- [EXERCISE GOAL]:
If a picture appears in the records, skip it; copy everything else exactly.

- [TASK MATERIAL]:
*** Block opens ***

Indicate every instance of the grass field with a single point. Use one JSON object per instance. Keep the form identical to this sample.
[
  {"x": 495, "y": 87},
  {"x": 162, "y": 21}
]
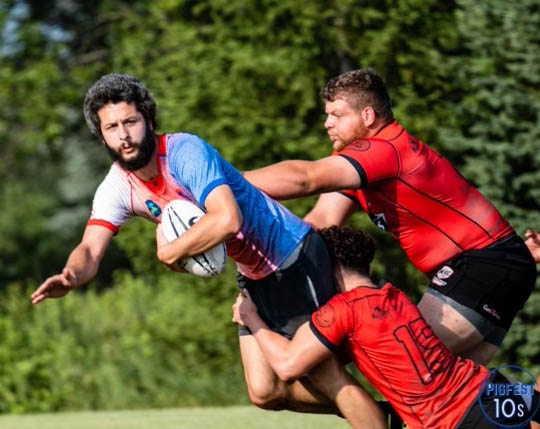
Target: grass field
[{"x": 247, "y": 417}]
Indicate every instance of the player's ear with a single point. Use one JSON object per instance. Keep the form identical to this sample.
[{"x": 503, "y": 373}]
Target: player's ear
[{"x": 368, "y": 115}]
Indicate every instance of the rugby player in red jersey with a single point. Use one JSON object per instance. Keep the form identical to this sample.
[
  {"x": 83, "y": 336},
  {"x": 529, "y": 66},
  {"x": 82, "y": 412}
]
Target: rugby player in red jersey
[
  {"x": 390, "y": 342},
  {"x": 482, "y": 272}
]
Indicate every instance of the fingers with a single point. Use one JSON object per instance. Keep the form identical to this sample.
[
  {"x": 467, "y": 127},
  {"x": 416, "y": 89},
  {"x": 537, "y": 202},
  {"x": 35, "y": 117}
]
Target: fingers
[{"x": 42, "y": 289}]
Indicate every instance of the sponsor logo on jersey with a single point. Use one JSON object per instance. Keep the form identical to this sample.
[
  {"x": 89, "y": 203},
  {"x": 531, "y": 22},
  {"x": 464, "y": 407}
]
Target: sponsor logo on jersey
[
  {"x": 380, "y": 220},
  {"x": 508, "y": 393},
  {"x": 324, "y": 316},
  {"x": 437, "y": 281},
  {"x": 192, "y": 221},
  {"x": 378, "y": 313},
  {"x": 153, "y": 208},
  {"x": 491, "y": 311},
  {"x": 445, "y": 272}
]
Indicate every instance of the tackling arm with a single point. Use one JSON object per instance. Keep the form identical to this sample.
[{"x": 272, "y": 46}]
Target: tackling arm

*** Block closes ***

- [ANSWER SECTION]:
Indicate every instance of the grass field with a single point. Use one JSON object per instance. Keep the form identical to this sample.
[
  {"x": 495, "y": 87},
  {"x": 162, "y": 21}
]
Target: grass field
[{"x": 247, "y": 417}]
Indicate every instance of the player's ear with a single point. Use one JSON object per instance. Keep the form identical to this sample.
[{"x": 503, "y": 373}]
Target: player's ear
[{"x": 368, "y": 115}]
Indicate every instance of the rugby player in red jersey with a single point. Use one JSON object per instance. Keep the form identical to this sample.
[
  {"x": 83, "y": 336},
  {"x": 529, "y": 66},
  {"x": 82, "y": 412}
]
Target: rugby player in red jersey
[
  {"x": 390, "y": 342},
  {"x": 482, "y": 272}
]
Indicate every instance of the fingers with a single point. Use one JSON object per instance. Keep the form identical to this sample.
[
  {"x": 467, "y": 127},
  {"x": 416, "y": 89},
  {"x": 537, "y": 202},
  {"x": 35, "y": 117}
]
Target: fingers
[{"x": 42, "y": 289}]
Indicate every instance of the sponsor logo on jersey with a single point. Use one JSON object per instance. Keep the form identical to this sample.
[
  {"x": 89, "y": 203},
  {"x": 531, "y": 22},
  {"x": 464, "y": 407}
]
Target: sponsor logo on jersey
[
  {"x": 380, "y": 220},
  {"x": 508, "y": 393},
  {"x": 324, "y": 316},
  {"x": 437, "y": 281},
  {"x": 192, "y": 221},
  {"x": 378, "y": 313},
  {"x": 153, "y": 208},
  {"x": 491, "y": 311},
  {"x": 445, "y": 272}
]
Indicate every instance of the tackling arm with a single point. Use one JSON object per instance. Keep the form identical to this sample.
[{"x": 272, "y": 46}]
Target: tackling arm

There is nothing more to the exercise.